TASK STATEMENT:
The lines to find are those in the entries that hold the word "storage"; copy every one of them.

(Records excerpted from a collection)

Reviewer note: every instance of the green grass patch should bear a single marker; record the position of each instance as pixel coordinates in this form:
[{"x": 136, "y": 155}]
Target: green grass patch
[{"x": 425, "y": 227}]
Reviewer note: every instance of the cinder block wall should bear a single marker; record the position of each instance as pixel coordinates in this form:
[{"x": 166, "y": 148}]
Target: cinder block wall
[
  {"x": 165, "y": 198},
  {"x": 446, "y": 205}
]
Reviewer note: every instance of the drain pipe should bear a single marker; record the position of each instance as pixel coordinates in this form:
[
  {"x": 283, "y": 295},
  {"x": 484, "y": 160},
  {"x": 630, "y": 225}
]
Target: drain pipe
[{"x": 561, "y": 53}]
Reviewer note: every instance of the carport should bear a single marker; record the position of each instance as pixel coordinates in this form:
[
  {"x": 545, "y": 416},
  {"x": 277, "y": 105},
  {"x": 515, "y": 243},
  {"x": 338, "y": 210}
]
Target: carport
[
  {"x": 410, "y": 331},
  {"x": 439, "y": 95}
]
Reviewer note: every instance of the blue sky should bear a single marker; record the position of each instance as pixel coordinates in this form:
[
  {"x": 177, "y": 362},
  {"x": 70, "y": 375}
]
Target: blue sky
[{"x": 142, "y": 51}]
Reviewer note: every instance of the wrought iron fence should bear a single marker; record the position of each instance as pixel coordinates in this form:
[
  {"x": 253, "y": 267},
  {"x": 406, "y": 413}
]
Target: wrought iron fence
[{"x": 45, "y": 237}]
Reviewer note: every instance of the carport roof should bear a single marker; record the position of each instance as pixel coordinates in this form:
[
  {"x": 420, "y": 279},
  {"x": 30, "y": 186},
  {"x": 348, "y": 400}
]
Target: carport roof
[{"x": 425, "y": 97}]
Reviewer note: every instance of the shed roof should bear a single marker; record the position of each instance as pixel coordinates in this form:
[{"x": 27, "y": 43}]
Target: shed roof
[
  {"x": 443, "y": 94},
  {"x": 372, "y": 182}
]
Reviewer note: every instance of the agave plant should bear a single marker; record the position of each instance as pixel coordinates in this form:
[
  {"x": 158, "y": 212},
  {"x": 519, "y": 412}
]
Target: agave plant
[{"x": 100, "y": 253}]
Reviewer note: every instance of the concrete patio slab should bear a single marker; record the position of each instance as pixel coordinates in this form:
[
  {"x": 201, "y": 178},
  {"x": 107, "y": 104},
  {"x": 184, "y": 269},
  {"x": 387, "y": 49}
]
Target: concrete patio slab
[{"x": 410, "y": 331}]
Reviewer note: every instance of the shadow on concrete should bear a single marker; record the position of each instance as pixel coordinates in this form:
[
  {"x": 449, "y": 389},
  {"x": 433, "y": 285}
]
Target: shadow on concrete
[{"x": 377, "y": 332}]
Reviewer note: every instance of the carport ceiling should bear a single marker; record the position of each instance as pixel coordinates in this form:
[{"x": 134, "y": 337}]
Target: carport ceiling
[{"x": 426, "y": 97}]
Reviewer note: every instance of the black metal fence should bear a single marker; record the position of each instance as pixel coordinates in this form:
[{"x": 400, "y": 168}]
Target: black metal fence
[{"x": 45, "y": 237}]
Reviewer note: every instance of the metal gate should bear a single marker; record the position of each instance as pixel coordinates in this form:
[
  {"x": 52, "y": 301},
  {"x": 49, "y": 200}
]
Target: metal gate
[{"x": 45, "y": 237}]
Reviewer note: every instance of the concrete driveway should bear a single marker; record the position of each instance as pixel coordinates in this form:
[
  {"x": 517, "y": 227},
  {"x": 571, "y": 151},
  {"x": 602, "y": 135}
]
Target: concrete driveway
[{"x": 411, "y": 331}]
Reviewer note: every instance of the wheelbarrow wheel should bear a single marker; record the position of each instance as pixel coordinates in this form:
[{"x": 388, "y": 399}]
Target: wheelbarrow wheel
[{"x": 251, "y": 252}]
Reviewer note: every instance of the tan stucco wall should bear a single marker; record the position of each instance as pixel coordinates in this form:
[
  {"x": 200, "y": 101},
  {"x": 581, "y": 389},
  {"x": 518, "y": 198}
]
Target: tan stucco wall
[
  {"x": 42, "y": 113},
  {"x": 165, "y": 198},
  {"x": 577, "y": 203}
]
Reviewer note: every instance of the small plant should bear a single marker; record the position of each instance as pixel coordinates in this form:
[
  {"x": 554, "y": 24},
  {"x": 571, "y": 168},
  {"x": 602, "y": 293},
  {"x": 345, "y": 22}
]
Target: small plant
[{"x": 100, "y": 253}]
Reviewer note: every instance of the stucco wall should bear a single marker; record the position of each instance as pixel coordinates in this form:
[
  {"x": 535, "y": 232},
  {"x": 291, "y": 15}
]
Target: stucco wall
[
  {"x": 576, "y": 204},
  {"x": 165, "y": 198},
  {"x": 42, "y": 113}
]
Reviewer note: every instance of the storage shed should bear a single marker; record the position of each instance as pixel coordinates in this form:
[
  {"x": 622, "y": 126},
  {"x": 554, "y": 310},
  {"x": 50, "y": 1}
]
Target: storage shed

COMPLETED EXERCISE:
Reviewer note: every instance of the storage shed should bear a single marker; record the position of each instance as pixel coordinates in this form:
Target: storage shed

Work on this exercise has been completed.